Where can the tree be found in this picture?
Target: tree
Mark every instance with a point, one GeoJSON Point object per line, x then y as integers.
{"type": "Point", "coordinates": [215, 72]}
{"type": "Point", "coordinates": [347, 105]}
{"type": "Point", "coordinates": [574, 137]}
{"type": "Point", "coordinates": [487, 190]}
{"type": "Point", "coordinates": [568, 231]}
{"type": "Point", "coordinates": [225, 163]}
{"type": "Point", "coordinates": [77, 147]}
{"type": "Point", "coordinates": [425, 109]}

* * *

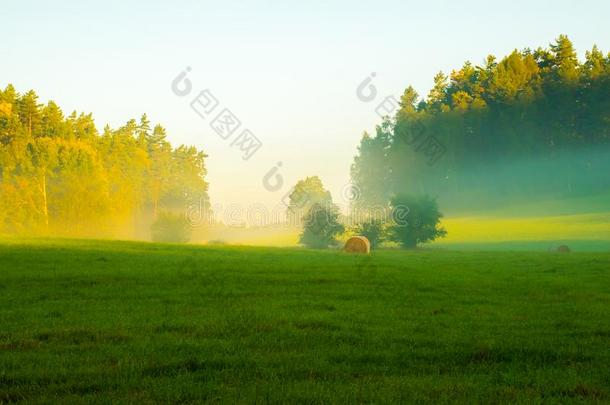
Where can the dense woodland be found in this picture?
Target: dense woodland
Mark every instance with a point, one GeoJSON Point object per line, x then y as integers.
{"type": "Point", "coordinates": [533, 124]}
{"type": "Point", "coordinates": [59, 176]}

§ **What you have to do**:
Reply with one number, the count of lines in the entries that hold the string "Where".

§ **Result**:
2